→ **SUPPLIED TEXT**:
>> start
The twist in the narrative reveals that, rather than pulling them apart, Lewis's latest career move has only reaffirmed their tie to their childhood utopia, taking them right back to where they left off. We learn that an adult Chubby Johnston also works at Giovanni's, as a maître d'. Now impeccably dressed, he seems far removed from the days when they used to humiliate him by swathing him in bandages, but he is still not in on the joke, shuffling past humorlessly in the background while they indulge in their euphoric bonding ritual. It is interesting that they chose the bustling kitchen as the final connecting visual and not the scouting idyll, but as we've established the two are effectively one and the same. This is the culture in which they've upheld their mutual belonging; thanks to British Telecom, they remain connected as part of a wider community of dynamic chefs, not simply two disjoined souls adrift in separate eateries.
>> end
→ **RAW DATA**:
>> start
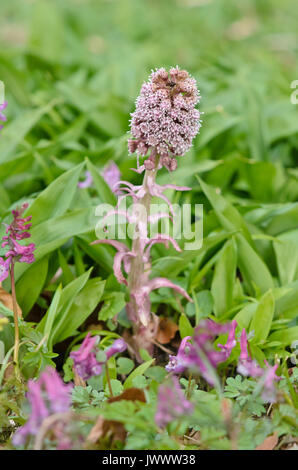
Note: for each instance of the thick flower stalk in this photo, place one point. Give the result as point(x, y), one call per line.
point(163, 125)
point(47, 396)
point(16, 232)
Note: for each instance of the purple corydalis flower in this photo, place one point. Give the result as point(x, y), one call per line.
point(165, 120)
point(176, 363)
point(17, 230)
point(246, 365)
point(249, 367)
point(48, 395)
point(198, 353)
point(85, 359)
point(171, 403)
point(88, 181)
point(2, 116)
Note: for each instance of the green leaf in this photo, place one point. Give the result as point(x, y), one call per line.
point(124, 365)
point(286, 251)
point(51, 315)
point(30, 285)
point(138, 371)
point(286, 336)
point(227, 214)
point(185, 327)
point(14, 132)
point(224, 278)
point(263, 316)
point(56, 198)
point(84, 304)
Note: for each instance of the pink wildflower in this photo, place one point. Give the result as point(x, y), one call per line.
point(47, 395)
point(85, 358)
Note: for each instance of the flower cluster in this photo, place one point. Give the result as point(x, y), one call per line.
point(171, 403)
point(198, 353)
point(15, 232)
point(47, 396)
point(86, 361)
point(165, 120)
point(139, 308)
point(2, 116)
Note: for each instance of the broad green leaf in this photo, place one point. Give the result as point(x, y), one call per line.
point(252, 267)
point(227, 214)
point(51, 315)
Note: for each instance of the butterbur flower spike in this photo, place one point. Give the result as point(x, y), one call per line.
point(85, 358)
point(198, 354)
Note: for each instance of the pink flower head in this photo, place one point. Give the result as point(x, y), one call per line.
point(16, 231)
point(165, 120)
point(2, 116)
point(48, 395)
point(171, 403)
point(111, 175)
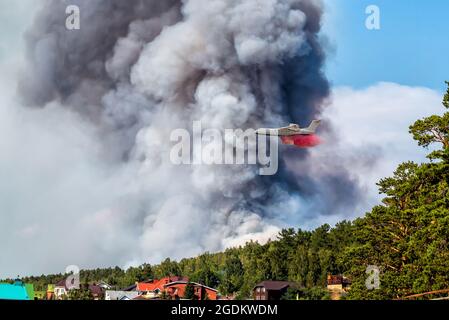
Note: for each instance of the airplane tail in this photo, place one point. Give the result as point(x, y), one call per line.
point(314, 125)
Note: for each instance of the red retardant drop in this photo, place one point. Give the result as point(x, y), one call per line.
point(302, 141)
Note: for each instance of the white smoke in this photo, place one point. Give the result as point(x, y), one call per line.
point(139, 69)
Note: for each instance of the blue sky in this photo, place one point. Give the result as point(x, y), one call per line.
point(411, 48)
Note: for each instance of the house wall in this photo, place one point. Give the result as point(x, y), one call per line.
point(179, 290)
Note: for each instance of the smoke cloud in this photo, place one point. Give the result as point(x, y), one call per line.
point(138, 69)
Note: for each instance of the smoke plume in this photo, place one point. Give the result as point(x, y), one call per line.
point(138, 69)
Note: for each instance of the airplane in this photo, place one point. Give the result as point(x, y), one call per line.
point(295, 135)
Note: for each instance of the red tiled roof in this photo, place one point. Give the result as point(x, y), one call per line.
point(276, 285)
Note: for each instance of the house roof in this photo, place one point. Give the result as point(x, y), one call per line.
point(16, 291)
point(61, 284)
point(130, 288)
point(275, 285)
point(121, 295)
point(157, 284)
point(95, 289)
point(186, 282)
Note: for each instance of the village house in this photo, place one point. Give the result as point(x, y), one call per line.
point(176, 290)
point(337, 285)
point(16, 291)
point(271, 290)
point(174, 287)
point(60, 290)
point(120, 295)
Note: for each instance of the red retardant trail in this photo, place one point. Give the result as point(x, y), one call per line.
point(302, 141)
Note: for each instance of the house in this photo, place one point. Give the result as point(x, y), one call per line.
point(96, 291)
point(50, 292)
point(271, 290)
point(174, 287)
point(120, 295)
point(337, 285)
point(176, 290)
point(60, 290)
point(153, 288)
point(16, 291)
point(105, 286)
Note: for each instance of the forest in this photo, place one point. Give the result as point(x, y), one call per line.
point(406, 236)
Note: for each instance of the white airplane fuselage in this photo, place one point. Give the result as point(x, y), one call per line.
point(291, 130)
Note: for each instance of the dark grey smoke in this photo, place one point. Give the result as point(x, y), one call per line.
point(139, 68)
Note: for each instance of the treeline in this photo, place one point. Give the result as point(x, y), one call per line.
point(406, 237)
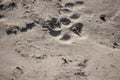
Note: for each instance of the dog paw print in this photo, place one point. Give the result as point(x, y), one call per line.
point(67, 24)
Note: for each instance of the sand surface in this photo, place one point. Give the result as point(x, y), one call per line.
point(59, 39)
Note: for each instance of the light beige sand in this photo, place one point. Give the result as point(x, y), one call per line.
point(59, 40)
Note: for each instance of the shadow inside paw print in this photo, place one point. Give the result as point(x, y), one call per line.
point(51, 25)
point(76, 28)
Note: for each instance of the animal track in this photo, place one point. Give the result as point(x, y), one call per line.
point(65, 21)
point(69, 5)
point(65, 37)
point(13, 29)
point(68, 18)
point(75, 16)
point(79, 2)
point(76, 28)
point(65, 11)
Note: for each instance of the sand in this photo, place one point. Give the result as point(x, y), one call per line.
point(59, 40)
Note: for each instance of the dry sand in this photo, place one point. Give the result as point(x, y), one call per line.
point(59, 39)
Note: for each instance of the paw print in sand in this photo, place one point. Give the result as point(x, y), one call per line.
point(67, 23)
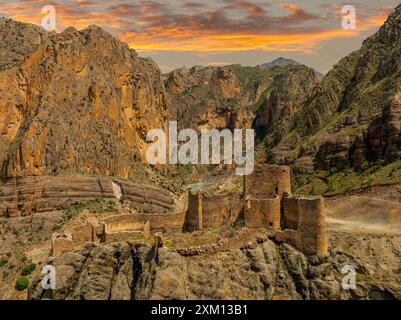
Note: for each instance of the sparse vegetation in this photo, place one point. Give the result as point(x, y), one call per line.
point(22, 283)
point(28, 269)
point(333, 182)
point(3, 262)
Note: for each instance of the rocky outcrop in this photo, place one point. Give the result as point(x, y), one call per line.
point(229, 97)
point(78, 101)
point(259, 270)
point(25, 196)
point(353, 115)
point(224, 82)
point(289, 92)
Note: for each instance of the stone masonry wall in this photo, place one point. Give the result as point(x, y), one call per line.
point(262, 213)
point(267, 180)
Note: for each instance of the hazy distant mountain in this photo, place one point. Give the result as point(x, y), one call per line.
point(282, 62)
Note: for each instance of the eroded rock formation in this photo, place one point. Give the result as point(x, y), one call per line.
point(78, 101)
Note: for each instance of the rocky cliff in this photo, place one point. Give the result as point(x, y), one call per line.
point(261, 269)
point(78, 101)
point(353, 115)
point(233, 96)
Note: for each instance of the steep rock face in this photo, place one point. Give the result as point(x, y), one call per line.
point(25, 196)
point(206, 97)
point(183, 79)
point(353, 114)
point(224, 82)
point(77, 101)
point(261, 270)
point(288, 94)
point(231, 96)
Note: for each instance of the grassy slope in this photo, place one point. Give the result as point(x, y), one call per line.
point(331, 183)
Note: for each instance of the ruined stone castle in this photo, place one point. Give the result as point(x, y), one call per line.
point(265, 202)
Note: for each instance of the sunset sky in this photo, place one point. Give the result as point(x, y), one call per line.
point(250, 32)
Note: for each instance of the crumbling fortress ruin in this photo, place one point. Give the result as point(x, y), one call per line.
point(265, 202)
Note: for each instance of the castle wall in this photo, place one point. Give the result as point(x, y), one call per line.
>> end
Continue the passage above about Lewis, Chubby Johnston and the kitchen at Giovanni's, picking up right after its last sentence.

→ **RESULT OF THE EXERCISE**:
After the thrill of discovering "Eyeballs", and with it that the GTTS campaign was bigger than I had realised, I dared not hope for an eighth installment. Life had already generous enough in throwing me this one unexpected bonus; anything further would have felt like too much to ask. And lo and behold, that is exactly what I got - not longer after "Eyeballs" surfaced from oblivion, an eighth installment from early 1993 also showed up. In fact, as of now the tally sits at eight and a half - I'm not sure that we can fully count the Sunday Special ad with no real narrative, just a bunch of people jabbering in a four-way conversation, and a weird connecting image that (so far as I could see) wasn't discernible in the mise en scene.
[1] It also transpired to have been on Adam Beckwith's channel all along, though I must have missed that.